§ Required action: Please return every line of the records below that contains the word "fabric".

─── Record set ───

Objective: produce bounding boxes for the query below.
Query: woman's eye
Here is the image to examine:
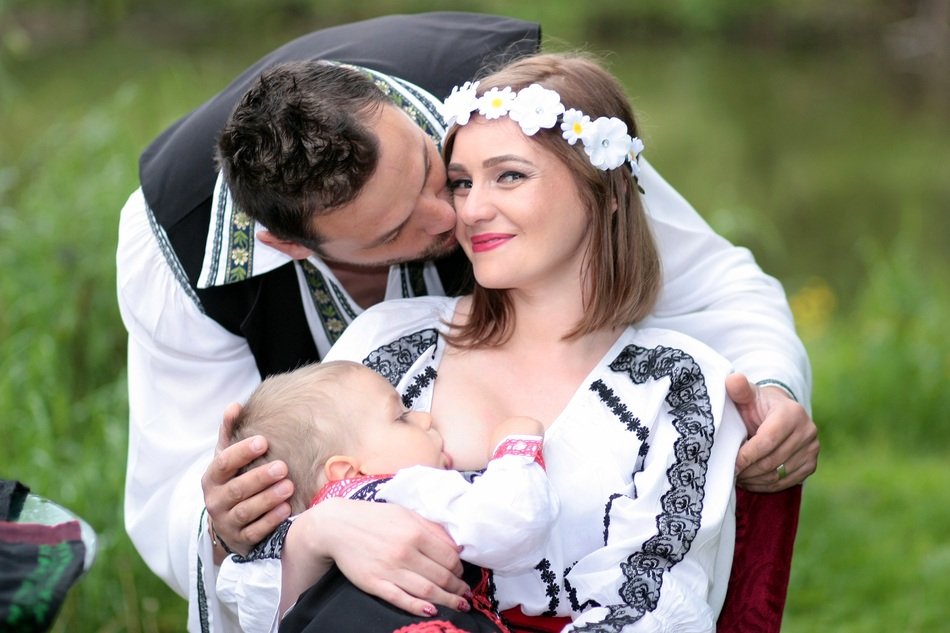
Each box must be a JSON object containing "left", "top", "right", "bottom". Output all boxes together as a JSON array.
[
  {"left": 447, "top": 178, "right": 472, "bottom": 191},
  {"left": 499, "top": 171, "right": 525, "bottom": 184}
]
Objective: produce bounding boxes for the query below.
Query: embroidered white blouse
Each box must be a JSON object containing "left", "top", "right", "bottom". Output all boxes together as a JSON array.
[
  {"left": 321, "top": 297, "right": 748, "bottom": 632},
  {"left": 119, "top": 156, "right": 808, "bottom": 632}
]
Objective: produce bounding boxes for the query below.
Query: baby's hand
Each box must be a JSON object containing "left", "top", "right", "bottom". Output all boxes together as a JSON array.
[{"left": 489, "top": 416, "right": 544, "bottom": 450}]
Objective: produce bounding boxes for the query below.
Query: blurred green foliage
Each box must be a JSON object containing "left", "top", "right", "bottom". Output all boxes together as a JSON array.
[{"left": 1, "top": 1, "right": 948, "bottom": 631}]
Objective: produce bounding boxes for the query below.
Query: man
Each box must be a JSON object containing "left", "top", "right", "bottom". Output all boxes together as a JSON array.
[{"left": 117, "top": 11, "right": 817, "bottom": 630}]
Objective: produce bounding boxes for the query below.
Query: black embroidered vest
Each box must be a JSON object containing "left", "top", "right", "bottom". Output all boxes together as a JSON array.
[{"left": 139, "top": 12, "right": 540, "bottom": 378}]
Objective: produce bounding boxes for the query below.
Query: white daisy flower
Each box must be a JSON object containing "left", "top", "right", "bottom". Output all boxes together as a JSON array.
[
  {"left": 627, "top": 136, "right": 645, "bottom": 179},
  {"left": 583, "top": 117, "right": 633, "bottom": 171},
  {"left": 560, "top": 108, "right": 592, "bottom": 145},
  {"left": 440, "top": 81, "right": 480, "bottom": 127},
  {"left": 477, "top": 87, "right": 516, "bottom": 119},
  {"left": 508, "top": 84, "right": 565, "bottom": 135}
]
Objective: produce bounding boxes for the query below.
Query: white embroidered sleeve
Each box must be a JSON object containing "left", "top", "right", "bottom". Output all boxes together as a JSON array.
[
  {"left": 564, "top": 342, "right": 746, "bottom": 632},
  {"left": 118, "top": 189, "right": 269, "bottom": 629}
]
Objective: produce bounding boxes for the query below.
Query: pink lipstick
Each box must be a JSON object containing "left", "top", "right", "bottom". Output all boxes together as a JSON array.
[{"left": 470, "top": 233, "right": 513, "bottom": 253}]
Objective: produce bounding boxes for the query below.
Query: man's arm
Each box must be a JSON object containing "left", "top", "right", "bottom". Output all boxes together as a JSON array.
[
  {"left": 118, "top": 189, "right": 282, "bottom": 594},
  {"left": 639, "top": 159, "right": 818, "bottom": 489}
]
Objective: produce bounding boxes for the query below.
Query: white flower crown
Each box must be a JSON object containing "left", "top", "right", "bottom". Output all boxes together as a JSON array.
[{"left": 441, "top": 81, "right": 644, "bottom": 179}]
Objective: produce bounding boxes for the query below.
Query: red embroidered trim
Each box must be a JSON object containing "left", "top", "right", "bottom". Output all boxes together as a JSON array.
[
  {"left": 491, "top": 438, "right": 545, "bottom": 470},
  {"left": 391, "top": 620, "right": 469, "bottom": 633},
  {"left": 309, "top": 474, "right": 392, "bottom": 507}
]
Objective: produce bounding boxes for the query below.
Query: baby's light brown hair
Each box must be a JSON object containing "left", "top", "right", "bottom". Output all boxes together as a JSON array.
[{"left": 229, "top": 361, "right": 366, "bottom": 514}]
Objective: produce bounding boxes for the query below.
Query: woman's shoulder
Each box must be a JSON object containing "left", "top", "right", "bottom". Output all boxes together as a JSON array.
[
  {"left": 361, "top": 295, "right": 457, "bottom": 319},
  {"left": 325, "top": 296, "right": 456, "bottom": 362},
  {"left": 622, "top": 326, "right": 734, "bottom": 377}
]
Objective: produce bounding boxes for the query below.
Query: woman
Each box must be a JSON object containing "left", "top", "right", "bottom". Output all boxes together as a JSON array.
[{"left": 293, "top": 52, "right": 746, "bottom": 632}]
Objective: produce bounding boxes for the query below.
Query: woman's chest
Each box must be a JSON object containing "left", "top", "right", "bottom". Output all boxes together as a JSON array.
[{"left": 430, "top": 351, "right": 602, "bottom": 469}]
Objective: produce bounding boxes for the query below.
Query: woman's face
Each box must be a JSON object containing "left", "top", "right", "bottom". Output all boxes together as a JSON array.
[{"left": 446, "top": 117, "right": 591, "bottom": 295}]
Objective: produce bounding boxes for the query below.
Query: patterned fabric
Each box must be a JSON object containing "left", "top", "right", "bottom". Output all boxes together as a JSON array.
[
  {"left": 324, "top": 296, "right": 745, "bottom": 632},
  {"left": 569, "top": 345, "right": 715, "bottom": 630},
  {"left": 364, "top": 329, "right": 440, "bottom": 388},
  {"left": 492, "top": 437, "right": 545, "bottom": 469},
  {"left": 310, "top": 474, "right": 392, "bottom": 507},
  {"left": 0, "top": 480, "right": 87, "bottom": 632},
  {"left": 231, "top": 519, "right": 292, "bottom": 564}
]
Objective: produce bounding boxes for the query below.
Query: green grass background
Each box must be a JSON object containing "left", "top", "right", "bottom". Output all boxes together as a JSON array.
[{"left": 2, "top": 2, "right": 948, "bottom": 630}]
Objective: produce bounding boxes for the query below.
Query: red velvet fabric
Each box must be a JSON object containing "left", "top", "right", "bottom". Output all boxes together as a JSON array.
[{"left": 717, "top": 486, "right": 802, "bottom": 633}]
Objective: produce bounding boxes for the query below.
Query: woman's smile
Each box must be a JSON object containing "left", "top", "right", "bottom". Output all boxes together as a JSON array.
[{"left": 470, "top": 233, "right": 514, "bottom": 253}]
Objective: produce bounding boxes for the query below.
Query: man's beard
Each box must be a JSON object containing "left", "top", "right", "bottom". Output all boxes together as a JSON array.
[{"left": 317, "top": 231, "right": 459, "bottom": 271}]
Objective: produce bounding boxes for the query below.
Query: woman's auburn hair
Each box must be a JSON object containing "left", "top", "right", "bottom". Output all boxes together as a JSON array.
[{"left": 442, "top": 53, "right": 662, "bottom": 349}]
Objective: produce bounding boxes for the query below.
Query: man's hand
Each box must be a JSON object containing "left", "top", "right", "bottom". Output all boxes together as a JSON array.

───

§ Output of the task:
Query: patterned fabric
Query: red velvet fabric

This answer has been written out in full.